**Texte source**

N'obtenant pas satisfaction, la société Delta a, par exploit du 15 novembre 2019, fait assigner à jour fixe la société Teppane devant le tribunal de commerce de Montpellier en vue d'obtenir l'annulation du contrat de location-gérance et le paiement de la somme de 46'729,02 euros en remboursement des frais d'avocat et d'agence exposés, du dépôt de garantie, des redevances réglées et des travaux engagés dans le restaurant, y compris l'indemnisation d'un préjudice moral.

Le tribunal, par jugement réputé contradictoire en date du 20 janvier 2020, a notamment :

' dit et jugé nul le contrat de location-gérance conclu le 16 décembre 2018 entre la société Teppane et la société Delta dans la mesure où le loueur n'a jamais exploité le fonds de commerce, objet de la location gérance, pendant une durée de deux années précédant la mise en location-gérance,

' dit et jugé qu'au jour de la signature du contrat de location-gérance, la société Teppane n'était propriétaire d'aucun fonds de commerce de restauration,

' débouté la société Delta de sa demande en paiement de la somme de 5000 euros au titre du préjudice moral,

' condamné la société Teppane à payer à la société Delta la somme de 41'729,02 euros détaillé comme suit :

' remboursement des frais d'avocat engendrés au titre de location-gérance : 1500 euros hors-taxes,

' remboursement du dépôt de garantie versée : 8000 euros,

' remboursement des frais d'agence : 7000 euros hors-taxes,

' remboursement de la redevance payés, hors l'indemnité d'occupation, depuis la signature du contrat jusqu'au jour du prononcé de la décision, soit : (2296 euros - 485 euros) x 11 mois = 19'921 euros,

' remboursement des travaux engagés dans le restaurant : 5308,02 euros,

' dit qu'il n'y a pas lieu à exécution provisoire,

' condamné la société Teppane à payer à la société Delta la somme de 3000 euros au titre de l'article 700 du code de procédure civile.

La société Teppane a, par déclaration reçue le 26 février 2020 au greffe de la cour, relevé appel de ce jugement en vue de son annulation.

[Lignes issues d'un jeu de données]

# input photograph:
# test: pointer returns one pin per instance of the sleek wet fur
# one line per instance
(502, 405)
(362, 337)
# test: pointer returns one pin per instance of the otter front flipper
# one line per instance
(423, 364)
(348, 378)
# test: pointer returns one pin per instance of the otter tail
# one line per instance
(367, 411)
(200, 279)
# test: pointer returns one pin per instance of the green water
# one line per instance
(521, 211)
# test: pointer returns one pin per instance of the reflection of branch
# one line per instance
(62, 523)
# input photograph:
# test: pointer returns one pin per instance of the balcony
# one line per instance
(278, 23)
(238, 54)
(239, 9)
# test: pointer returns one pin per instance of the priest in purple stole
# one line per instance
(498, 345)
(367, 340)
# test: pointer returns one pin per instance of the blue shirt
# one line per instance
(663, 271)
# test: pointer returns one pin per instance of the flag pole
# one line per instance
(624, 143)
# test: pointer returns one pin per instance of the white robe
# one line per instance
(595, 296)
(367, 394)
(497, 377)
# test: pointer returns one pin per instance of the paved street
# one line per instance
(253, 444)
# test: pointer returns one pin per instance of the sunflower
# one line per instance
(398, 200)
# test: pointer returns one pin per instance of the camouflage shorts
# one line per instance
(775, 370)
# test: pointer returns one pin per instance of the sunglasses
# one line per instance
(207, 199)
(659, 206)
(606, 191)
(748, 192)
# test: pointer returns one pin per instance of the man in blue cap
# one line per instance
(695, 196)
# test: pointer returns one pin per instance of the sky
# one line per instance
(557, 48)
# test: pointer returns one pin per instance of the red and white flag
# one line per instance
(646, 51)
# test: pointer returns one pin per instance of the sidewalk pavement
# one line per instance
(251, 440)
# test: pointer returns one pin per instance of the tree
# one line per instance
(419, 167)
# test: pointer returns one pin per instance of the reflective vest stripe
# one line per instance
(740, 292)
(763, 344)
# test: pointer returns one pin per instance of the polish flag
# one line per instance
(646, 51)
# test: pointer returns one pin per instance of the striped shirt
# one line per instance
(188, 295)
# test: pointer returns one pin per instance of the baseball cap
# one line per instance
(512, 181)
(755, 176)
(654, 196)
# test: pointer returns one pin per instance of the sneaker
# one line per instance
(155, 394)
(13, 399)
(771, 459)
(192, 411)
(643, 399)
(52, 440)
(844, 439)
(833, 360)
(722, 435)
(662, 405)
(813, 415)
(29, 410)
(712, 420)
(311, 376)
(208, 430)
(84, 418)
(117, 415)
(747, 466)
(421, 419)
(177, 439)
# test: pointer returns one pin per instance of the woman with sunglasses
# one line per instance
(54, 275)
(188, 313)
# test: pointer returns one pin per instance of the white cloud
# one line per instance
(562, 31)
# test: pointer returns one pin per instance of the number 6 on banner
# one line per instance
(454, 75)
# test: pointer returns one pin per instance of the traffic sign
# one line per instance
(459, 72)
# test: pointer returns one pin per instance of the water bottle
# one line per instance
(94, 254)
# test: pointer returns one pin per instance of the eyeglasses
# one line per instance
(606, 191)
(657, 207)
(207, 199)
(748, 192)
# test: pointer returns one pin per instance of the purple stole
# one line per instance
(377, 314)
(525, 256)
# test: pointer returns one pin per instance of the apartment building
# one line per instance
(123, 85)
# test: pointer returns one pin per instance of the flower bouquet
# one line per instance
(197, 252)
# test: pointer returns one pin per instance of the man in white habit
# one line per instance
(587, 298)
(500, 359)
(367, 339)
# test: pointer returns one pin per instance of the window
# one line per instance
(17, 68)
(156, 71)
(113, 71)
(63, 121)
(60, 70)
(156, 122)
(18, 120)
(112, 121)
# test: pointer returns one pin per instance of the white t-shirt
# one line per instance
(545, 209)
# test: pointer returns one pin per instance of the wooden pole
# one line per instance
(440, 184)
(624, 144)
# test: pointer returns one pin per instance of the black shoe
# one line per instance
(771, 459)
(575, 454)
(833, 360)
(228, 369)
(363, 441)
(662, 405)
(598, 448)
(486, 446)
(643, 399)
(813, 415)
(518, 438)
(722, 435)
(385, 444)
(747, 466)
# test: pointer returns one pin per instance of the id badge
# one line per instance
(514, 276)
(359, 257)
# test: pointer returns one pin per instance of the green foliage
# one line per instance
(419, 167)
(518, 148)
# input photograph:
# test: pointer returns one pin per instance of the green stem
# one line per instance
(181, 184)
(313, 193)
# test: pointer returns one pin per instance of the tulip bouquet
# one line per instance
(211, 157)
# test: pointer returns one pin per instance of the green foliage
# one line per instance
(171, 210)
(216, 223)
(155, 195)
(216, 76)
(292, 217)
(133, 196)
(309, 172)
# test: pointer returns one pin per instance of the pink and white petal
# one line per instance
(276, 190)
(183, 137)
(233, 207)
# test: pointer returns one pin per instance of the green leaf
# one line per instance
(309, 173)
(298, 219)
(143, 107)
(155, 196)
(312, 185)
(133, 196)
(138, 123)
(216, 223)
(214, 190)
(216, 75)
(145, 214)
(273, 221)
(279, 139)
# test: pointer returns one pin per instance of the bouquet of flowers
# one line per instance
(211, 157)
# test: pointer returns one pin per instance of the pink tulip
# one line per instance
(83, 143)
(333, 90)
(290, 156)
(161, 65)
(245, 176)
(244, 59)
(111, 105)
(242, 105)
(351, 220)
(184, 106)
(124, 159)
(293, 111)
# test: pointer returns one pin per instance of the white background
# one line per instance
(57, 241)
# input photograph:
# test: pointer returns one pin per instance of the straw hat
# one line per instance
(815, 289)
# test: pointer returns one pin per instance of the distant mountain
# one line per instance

**Consignes**
A. Dans l'extrait, relevez chacun des postes de remboursement qui composent la somme de 41'729,02 euros, avec son montant.
B. Résumez l'extrait en deux phrases.
C. Recopiez à l'identique le passage de l'extrait situé entre « N'obtenant pas satisfaction, la » et « d'un préjudice moral. », ces deux bornes comprises.
Ces lignes n'ont aucun rapport avec l'extrait.

**Corrigé**
A.
- Frais d'avocat engendrés au titre de la location-gérance : 1500 euros hors-taxes
- Dépôt de garantie versé : 8000 euros
- Frais d'agence : 7000 euros hors-taxes
- Redevance payée, hors l'indemnité d'occupation, de la signature du contrat au prononcé de la décision : 19'921 euros
- Travaux engagés dans le restaurant : 5308,02 euros

B. La société Delta a assigné la société Teppane devant le tribunal de commerce de Montpellier pour faire annuler leur contrat de location-gérance et obtenir le remboursement de diverses sommes. Par jugement du 20 janvier 2020, le tribunal a annulé ce contrat, condamné Teppane à verser 41'729,02 euros ainsi que 3000 euros au titre de l'article 700 du code de procédure civile et rejeté la demande pour préjudice moral, puis Teppane a fait appel le 26 février 2020.

C.
N'obtenant pas satisfaction, la société Delta a, par exploit du 15 novembre 2019, fait assigner à jour fixe la société Teppane devant le tribunal de commerce de Montpellier en vue d'obtenir l'annulation du contrat de location-gérance et le paiement de la somme de 46'729,02 euros en remboursement des frais d'avocat et d'agence exposés, du dépôt de garantie, des redevances réglées et des travaux engagés dans le restaurant, y compris l'indemnisation d'un préjudice moral.